◆ **Lesetext**
·····
Berlin (taz) – Berlins Regierender Bürgermeister Eberhard Diepgen (CDU) hat nach dem Grundsatzurteil des Bundesverwaltungsgerichts über Duldungen für ausreisepflichtige Ausländer eine Änderung des Ausländergesetzes gefordert. „Es kann nicht angehen, daß wir Ausländer hierbehalten und teuer versorgen müssen, nur weil ihre eigenen Staaten sie nicht haben wollen“, erklärte ein Sprecher der Senatskanzlei. Diepgen kündigte eine Bundesratsinitiative an. Der Paragraph 55 des Ausländergesetzes solle so geändert werden, daß derjenige keine Duldung bekommt, der nicht bereit sei, freiwillig so schnell wie möglich auszureisen.
·····
◆ **Aufgeführte Daten**
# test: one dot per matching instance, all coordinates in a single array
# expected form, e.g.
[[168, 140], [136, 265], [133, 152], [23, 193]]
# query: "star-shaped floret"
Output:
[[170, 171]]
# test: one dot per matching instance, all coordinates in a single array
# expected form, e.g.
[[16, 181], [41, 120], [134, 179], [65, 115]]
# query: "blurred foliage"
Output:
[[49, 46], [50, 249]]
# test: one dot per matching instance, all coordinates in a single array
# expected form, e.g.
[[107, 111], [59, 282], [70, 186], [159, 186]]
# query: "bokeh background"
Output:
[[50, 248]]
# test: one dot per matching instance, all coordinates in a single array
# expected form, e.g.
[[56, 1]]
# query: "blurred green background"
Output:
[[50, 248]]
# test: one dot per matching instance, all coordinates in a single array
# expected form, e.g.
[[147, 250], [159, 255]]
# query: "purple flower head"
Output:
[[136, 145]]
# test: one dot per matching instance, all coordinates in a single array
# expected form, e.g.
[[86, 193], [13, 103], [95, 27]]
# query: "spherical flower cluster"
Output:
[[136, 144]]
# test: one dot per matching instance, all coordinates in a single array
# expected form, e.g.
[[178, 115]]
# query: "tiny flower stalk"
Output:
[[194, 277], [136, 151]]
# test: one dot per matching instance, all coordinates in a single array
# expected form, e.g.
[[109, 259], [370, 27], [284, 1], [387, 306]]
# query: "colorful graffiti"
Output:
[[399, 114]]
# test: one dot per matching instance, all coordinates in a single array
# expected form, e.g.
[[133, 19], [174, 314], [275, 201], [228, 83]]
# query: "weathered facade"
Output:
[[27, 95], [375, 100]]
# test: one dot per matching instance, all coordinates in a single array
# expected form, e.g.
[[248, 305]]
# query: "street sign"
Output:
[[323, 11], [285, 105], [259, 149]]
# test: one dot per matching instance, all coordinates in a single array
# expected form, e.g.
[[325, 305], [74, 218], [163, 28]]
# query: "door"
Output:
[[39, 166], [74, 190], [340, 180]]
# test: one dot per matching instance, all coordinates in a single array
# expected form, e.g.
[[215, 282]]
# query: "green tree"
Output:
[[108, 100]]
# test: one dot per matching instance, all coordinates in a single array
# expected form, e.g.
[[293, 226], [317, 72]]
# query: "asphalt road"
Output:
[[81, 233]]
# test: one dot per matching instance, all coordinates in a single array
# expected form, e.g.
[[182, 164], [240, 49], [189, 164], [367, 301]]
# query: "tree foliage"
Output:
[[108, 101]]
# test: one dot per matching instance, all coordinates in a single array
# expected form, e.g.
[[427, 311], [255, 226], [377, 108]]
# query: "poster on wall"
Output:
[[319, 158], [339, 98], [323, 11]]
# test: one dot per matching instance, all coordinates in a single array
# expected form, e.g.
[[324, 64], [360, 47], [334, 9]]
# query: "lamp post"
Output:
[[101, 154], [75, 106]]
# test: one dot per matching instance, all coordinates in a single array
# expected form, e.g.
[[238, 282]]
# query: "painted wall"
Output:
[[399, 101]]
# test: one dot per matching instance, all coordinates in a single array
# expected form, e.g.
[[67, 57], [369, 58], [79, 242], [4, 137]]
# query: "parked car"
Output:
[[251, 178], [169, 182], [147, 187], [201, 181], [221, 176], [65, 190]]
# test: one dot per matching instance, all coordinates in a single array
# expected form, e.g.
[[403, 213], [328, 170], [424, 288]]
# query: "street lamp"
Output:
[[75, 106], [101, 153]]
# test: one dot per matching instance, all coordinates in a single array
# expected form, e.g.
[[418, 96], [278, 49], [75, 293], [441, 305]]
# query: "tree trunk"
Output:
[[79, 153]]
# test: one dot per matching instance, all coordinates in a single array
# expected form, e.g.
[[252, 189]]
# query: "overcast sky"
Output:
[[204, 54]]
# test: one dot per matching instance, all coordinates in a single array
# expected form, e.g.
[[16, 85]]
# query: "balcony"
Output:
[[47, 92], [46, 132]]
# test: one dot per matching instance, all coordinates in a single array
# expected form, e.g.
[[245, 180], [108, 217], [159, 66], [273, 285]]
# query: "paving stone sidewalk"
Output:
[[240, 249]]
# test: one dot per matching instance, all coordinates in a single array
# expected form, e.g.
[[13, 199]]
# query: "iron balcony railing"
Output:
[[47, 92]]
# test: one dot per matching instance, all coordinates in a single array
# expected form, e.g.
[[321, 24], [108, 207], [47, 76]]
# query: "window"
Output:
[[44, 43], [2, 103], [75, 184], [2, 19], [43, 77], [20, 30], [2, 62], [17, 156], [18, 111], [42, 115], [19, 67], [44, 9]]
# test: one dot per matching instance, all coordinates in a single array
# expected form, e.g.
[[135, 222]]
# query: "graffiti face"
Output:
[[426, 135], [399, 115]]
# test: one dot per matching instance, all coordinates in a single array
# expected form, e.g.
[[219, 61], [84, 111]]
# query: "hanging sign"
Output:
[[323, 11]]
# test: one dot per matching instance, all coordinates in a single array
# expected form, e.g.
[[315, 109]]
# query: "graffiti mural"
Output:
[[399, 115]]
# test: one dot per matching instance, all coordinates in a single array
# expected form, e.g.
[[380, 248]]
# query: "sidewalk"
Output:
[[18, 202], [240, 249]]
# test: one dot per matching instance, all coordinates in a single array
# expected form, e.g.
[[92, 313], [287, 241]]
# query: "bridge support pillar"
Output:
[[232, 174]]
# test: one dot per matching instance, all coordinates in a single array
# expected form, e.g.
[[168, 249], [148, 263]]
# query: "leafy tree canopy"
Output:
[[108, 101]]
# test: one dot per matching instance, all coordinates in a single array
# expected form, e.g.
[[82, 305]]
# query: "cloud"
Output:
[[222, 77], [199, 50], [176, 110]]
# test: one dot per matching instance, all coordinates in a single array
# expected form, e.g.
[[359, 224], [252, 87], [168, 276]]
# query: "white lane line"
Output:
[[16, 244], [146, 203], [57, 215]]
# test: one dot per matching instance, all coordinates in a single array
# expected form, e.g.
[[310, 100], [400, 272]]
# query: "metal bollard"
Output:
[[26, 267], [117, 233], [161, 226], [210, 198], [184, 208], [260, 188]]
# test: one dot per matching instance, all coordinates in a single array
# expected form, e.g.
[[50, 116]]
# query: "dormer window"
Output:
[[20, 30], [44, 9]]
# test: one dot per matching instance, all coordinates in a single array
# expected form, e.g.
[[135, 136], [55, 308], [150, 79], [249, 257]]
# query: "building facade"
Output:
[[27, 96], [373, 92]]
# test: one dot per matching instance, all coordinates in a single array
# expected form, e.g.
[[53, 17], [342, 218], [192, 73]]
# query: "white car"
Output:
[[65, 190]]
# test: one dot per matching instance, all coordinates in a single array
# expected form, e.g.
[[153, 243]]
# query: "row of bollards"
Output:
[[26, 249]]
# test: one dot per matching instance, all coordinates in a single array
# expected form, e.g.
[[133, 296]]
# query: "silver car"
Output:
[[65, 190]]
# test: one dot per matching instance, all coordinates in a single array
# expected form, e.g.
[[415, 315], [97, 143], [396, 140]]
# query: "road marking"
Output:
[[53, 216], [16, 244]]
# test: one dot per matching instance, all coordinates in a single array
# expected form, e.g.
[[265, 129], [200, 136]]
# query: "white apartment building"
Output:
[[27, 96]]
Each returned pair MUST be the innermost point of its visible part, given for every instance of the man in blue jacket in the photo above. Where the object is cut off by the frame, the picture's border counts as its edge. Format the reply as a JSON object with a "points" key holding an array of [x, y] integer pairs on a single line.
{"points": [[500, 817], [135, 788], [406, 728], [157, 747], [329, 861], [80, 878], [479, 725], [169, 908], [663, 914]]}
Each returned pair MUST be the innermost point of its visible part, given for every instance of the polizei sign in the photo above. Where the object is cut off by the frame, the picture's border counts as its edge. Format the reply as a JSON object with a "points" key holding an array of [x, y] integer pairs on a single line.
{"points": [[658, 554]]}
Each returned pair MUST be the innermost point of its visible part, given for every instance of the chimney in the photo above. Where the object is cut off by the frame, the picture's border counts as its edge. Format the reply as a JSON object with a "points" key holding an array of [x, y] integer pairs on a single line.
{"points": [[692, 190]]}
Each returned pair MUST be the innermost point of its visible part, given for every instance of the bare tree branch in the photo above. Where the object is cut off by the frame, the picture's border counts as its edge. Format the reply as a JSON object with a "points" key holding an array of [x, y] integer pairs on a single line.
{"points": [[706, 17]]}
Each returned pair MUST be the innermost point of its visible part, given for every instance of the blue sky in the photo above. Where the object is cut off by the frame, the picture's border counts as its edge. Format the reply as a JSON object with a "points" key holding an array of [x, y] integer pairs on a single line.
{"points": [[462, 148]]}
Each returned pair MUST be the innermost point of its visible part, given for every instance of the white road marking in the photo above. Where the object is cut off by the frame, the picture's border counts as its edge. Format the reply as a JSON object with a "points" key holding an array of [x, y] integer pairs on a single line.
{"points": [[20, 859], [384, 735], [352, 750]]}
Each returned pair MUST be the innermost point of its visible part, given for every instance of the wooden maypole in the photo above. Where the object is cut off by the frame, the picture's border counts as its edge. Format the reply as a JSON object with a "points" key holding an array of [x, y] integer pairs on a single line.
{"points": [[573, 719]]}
·····
◆ **Aufgabenstellung**
Gib aus dem Lesetext alles von „Berlin (taz) –“ bis hinunter zu „wie möglich auszureisen.“ wortgetreu wieder.

◆ **Bearbeitete Aufgabe**
Berlin (taz) – Berlins Regierender Bürgermeister Eberhard Diepgen (CDU) hat nach dem Grundsatzurteil des Bundesverwaltungsgerichts über Duldungen für ausreisepflichtige Ausländer eine Änderung des Ausländergesetzes gefordert. „Es kann nicht angehen, daß wir Ausländer hierbehalten und teuer versorgen müssen, nur weil ihre eigenen Staaten sie nicht haben wollen“, erklärte ein Sprecher der Senatskanzlei. Diepgen kündigte eine Bundesratsinitiative an. Der Paragraph 55 des Ausländergesetzes solle so geändert werden, daß derjenige keine Duldung bekommt, der nicht bereit sei, freiwillig so schnell wie möglich auszureisen.